→ **Text shown**
.....
Mark P. Dangelo: The Rapid Phase Shift of Organizational Competencies and Operational Mindsets

Mark P. Dangelo is Chief Innovation Officer with Innovation Expertus, Cleveland, Ohio, responsible for leading and managing global experiential teams for business transformations, digital projects and innovation-based advisory services. He is also president of MPD Organizations LLC and an adjunct professor of graduate studies in innovation and entrepreneurship at John Carroll University. He is the author of five innovation books and numerous articles and a regular contributor to MBA NewsLink. He can be reached at mark@mpdangelo.com or at 440/725-9402.

Mark P. Dangelo

Financial services and mortgage firms were created on the transactional model—deposits, loans, savings, investments and yes, foreclosures and bankruptcies.  FSM leaders crafted derivations of traditional paper-based transactions (e.g., e-paper) moving them into the digital world often with little purpose except for digitization.
.....
→ **What is needed**
Repeat word for word the stretch of the piece on organizational competencies from "Mark P. Dangelo is" through "at mark@mpdangelo.com or at 440/725-9402.".

Coordinate annotation data
.....
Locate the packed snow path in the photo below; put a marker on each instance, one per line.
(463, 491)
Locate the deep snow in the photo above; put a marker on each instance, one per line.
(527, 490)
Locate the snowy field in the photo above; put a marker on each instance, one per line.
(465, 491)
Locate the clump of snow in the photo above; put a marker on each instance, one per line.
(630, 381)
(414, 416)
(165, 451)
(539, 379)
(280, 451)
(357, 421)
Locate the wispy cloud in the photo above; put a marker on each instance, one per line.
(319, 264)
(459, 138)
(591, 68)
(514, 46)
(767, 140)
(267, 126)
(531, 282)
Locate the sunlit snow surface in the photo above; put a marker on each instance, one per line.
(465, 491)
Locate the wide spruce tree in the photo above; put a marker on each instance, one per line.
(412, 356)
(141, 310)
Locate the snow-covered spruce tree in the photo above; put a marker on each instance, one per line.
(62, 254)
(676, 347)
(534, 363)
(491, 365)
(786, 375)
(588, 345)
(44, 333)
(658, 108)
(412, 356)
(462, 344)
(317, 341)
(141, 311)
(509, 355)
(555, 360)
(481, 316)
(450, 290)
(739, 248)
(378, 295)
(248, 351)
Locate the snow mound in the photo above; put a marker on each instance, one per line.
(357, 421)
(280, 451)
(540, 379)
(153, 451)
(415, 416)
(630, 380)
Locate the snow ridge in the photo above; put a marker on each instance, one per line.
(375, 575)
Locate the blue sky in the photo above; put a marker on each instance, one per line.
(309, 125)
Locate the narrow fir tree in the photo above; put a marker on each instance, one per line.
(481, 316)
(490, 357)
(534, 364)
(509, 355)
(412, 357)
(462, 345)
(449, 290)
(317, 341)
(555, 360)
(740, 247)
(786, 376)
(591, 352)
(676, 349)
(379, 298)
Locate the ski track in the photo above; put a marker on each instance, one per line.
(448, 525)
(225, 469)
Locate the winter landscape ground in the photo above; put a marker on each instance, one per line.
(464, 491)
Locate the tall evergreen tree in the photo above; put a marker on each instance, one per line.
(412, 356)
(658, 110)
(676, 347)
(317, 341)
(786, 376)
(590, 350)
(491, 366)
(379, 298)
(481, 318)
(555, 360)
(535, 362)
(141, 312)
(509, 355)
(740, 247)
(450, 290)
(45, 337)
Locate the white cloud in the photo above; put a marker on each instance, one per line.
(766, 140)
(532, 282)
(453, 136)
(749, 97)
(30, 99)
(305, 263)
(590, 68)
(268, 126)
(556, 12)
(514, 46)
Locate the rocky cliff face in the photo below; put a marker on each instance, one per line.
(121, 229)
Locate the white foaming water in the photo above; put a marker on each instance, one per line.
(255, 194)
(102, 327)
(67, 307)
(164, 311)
.....
→ **Full output**
Mark P. Dangelo is Chief Innovation Officer with Innovation Expertus, Cleveland, Ohio, responsible for leading and managing global experiential teams for business transformations, digital projects and innovation-based advisory services. He is also president of MPD Organizations LLC and an adjunct professor of graduate studies in innovation and entrepreneurship at John Carroll University. He is the author of five innovation books and numerous articles and a regular contributor to MBA NewsLink. He can be reached at mark@mpdangelo.com or at 440/725-9402.